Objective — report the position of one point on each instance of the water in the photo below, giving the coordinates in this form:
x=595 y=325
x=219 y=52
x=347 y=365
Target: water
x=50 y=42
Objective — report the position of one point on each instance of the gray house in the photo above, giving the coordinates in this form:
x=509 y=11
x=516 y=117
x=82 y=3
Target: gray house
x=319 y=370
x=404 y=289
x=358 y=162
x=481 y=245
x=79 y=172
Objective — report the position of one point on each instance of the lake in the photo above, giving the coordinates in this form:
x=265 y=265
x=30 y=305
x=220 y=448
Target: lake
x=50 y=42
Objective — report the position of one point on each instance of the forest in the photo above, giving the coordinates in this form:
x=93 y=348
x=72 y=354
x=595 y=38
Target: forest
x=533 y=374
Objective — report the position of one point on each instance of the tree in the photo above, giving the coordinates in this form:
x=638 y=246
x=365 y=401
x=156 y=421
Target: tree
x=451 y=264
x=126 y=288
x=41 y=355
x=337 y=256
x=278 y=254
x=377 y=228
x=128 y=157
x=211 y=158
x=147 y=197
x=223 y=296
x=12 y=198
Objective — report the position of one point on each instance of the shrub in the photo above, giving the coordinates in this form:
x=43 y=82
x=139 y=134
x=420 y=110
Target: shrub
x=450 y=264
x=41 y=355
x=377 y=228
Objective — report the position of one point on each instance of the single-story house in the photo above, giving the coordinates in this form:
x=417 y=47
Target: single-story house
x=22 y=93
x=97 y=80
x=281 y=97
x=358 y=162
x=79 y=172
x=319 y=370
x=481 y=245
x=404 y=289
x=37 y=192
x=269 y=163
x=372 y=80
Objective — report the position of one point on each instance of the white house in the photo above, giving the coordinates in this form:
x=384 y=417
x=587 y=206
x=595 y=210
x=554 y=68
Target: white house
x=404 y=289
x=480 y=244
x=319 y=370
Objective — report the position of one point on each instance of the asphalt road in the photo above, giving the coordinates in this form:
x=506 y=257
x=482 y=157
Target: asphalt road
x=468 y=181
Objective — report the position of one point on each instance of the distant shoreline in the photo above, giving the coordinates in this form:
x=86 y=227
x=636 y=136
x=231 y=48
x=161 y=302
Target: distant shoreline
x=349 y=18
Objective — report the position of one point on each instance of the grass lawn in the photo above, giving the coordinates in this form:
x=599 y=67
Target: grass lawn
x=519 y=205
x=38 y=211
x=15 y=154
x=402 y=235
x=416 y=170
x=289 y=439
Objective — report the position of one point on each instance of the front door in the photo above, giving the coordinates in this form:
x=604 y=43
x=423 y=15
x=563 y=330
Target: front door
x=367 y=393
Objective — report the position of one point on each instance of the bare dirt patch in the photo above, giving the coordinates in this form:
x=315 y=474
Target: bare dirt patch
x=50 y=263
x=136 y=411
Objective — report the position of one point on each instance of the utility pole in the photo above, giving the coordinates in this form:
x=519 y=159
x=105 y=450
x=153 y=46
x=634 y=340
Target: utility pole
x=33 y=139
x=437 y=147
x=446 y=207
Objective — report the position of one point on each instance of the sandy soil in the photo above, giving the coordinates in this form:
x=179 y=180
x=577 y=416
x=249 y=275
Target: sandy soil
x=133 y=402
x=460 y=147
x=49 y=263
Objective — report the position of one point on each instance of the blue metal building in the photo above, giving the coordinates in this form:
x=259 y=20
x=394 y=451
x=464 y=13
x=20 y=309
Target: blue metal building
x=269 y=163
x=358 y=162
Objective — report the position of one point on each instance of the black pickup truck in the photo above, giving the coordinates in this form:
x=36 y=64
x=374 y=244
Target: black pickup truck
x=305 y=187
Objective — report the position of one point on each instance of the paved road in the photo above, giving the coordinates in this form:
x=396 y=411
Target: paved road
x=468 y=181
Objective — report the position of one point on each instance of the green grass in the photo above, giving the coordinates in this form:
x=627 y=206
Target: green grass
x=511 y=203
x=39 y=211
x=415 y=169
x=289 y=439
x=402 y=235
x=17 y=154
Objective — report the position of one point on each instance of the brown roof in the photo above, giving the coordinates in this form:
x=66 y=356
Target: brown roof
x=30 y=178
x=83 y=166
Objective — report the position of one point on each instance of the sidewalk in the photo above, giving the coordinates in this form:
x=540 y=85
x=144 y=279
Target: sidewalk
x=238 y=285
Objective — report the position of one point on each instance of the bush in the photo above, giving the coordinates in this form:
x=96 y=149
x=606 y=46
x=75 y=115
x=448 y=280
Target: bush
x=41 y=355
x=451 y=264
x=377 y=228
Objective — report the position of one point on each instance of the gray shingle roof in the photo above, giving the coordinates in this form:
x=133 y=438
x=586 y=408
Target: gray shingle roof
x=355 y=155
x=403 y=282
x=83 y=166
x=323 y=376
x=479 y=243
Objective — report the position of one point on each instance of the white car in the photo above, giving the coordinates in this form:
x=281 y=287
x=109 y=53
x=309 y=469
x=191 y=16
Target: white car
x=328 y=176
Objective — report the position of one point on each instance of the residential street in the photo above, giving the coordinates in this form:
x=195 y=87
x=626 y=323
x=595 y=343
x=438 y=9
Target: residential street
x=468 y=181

──────────

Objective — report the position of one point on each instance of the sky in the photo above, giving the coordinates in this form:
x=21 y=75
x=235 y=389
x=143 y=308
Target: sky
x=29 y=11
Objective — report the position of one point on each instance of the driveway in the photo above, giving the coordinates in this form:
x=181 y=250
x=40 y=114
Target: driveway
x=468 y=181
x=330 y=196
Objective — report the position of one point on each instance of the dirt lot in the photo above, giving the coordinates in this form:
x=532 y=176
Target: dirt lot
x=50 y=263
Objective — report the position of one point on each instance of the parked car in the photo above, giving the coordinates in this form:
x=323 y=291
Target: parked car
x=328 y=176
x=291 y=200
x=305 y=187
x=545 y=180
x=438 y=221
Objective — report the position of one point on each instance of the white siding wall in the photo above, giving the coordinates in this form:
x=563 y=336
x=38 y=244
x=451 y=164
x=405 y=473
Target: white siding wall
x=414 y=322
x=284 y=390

──────────

Of the lines above, retype only those from the line containing "of the water" through the line containing "x=420 y=110", including both, exactly.

Objective — report the position of one point on each instance of the water in the photo below, giving the coordinates in this form:
x=595 y=325
x=219 y=52
x=347 y=365
Target: water
x=50 y=42
Objective — report the position of one point on each instance of the gray house in the photo above, giving the coordinates in this form:
x=509 y=11
x=516 y=117
x=82 y=3
Target: gray house
x=319 y=370
x=404 y=289
x=358 y=162
x=481 y=245
x=79 y=172
Objective — report the position of one point on each instance of the lake in the photo above, giving the coordinates in this form:
x=265 y=265
x=30 y=305
x=220 y=448
Target: lake
x=50 y=42
Objective — report the position of one point on each instance of the forest in the photo above, giving the coordinates in this form:
x=93 y=348
x=72 y=354
x=595 y=38
Target: forest
x=533 y=374
Objective — report the position of one point on each instance of the tree in the photo above, giving the coordinates in this form:
x=638 y=246
x=365 y=401
x=156 y=421
Target: tree
x=451 y=264
x=126 y=288
x=41 y=355
x=337 y=256
x=278 y=254
x=377 y=228
x=128 y=157
x=211 y=158
x=147 y=197
x=223 y=296
x=12 y=198
Objective — report the position of one point on each instance of the shrub in the photo above, giving the coordinates in this form:
x=43 y=82
x=139 y=134
x=420 y=110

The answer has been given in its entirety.